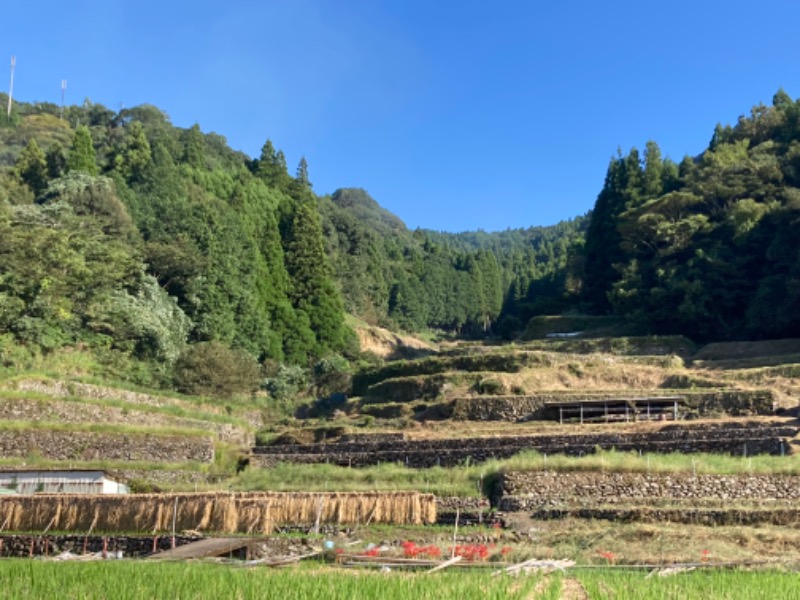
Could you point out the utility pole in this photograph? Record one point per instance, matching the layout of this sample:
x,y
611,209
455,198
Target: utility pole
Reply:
x,y
63,93
11,85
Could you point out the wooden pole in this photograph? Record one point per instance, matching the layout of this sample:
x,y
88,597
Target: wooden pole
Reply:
x,y
174,519
455,532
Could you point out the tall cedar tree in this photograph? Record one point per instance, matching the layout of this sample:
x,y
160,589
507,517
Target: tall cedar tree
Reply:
x,y
313,290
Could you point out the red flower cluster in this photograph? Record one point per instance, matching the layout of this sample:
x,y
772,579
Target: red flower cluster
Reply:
x,y
411,550
472,552
609,556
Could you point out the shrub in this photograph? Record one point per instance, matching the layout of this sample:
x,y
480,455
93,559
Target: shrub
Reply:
x,y
213,369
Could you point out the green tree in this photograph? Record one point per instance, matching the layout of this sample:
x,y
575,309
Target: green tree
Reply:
x,y
134,157
56,161
194,147
213,369
82,155
31,167
312,289
302,174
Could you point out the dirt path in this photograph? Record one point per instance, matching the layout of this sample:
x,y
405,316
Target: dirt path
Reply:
x,y
571,589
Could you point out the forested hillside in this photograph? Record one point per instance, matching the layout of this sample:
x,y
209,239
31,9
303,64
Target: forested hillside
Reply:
x,y
708,247
123,233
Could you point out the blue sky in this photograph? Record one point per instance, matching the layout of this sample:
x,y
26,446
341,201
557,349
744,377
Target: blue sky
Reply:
x,y
454,115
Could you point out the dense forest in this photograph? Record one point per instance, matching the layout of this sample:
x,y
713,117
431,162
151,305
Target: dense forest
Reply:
x,y
708,247
122,233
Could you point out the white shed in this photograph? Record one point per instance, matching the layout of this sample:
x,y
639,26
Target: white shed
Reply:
x,y
62,482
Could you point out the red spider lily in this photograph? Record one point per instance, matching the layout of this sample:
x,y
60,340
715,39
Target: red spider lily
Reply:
x,y
472,552
609,556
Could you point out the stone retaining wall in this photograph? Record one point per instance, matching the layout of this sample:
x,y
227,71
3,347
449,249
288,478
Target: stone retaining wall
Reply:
x,y
573,486
716,518
89,445
730,438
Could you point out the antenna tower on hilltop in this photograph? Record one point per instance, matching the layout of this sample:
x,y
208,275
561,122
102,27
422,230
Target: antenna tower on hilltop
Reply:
x,y
11,85
63,92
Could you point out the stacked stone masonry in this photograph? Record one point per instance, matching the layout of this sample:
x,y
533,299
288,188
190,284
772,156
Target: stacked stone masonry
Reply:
x,y
734,438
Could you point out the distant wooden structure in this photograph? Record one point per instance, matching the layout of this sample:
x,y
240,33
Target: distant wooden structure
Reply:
x,y
208,548
606,410
61,481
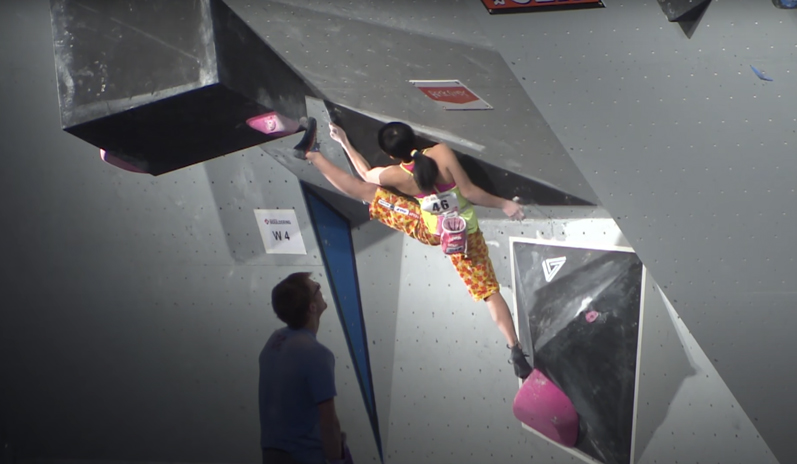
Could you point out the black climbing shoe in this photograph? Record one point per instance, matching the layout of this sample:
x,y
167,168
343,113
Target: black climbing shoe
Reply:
x,y
308,141
518,360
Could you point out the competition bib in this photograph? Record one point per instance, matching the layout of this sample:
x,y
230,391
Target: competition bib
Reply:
x,y
441,203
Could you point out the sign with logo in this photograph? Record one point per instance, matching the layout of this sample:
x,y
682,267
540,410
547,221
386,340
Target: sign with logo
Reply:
x,y
551,266
451,95
280,231
520,6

> **Brief**
Take every line from the records above that has the word "utility" and copy it.

> **Response to this exercise**
Could you point out the utility pole in this photograph? Record one point per instance, matching the layout of this sample:
Target: utility pole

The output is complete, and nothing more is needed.